- Opening Delimiter -
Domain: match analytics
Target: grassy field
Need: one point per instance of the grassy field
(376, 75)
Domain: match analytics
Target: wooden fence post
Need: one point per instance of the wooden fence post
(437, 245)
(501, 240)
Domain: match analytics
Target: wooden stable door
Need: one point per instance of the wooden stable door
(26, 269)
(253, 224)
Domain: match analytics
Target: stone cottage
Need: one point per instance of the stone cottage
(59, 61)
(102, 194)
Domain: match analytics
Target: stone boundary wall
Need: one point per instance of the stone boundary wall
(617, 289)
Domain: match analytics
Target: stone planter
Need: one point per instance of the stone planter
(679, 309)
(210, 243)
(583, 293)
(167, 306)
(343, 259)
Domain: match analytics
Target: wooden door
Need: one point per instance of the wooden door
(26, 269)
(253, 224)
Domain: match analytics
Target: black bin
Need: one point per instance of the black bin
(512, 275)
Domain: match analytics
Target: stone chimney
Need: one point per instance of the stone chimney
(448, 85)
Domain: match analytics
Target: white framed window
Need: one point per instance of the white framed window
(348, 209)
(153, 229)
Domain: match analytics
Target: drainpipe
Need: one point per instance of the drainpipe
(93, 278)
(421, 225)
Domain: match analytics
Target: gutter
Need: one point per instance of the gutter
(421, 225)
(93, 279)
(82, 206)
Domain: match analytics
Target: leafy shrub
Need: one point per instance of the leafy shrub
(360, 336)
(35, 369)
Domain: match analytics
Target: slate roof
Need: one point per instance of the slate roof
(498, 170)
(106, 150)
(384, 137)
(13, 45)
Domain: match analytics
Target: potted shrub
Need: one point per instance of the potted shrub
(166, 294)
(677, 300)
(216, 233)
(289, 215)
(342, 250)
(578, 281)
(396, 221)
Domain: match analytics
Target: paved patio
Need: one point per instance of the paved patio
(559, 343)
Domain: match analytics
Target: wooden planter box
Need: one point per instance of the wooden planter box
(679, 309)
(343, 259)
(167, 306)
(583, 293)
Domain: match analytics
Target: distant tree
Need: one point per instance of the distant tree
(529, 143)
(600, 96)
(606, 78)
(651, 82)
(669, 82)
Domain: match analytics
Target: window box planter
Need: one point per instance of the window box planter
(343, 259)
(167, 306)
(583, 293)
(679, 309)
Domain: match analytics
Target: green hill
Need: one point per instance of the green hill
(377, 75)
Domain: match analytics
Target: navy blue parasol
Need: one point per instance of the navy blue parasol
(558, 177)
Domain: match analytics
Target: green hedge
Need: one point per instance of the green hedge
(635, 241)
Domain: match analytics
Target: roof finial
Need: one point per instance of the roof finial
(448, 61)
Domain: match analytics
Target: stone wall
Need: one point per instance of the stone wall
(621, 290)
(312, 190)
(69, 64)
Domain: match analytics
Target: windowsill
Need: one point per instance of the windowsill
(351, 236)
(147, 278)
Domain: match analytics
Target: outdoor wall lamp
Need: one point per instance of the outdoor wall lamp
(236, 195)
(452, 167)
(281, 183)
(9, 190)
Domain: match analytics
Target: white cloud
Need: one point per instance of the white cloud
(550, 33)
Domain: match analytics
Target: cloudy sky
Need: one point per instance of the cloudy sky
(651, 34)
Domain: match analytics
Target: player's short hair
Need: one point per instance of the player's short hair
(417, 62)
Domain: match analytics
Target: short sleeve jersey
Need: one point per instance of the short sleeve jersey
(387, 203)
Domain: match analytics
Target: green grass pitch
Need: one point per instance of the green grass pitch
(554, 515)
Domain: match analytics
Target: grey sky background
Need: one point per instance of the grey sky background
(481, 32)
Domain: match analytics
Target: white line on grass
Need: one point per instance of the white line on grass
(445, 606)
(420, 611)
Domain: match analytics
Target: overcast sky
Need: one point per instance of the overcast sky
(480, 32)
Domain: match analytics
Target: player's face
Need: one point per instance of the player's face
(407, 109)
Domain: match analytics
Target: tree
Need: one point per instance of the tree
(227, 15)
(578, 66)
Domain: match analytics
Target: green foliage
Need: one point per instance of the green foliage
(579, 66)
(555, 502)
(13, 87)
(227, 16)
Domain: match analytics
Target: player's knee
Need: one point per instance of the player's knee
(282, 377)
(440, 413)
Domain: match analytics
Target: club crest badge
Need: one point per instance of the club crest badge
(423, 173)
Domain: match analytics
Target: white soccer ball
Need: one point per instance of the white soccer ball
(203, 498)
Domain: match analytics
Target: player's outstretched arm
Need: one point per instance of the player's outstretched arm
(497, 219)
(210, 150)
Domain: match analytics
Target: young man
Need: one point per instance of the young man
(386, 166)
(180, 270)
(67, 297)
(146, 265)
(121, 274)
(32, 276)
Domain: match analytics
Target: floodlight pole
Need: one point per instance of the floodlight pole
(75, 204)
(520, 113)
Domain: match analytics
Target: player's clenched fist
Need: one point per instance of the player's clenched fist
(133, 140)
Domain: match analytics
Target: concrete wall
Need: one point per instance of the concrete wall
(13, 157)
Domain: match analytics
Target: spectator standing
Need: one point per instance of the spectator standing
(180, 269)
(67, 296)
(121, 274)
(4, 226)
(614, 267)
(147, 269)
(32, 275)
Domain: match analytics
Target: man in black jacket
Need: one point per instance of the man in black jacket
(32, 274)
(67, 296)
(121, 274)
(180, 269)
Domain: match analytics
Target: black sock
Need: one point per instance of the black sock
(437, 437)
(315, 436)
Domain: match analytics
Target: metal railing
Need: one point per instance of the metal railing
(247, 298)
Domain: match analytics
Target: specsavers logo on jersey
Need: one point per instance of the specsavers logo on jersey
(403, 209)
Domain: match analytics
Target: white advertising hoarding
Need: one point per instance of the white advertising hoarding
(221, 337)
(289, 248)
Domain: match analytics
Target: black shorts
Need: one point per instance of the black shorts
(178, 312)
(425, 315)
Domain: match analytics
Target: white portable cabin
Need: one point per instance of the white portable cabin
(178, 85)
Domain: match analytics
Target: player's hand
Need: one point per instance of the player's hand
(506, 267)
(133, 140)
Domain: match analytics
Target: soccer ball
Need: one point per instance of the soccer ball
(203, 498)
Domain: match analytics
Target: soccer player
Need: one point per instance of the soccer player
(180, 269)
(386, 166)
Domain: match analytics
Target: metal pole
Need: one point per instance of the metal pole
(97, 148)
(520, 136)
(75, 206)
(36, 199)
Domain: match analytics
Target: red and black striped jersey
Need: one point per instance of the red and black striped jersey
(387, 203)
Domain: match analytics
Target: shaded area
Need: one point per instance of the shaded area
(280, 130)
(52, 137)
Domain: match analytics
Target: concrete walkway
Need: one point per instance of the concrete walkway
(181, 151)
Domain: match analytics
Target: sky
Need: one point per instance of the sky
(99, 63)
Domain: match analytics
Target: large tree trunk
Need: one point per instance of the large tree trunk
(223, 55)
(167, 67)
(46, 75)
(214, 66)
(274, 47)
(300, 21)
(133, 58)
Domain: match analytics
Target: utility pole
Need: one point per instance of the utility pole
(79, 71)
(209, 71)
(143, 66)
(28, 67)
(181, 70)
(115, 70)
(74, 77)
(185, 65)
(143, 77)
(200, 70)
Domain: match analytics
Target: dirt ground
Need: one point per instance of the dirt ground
- Closing Delimiter -
- PROBLEM TO SOLVE
Given the records above, return exactly the lines starting at the line containing "Target: stone wall" and ending at the line containing "Target: player's short hair", including both.

- PROBLEM SOLUTION
Target: stone wall
Need: one point per instance of the stone wall
(621, 290)
(312, 190)
(69, 64)
Domain: match analytics
Target: windowsill
Need: one point per instance of the windowsill
(351, 236)
(147, 278)
Domain: match analytics
Target: outdoor wall lamp
Need: one point per instance of the outdoor wall lamp
(236, 195)
(452, 167)
(281, 183)
(9, 190)
Domain: match analytics
Target: white cloud
Need: one point per instance of the white cloud
(550, 33)
Domain: match analytics
Target: cloudy sky
Need: one point per instance of the cloudy sky
(651, 34)
Domain: match analytics
Target: player's short hair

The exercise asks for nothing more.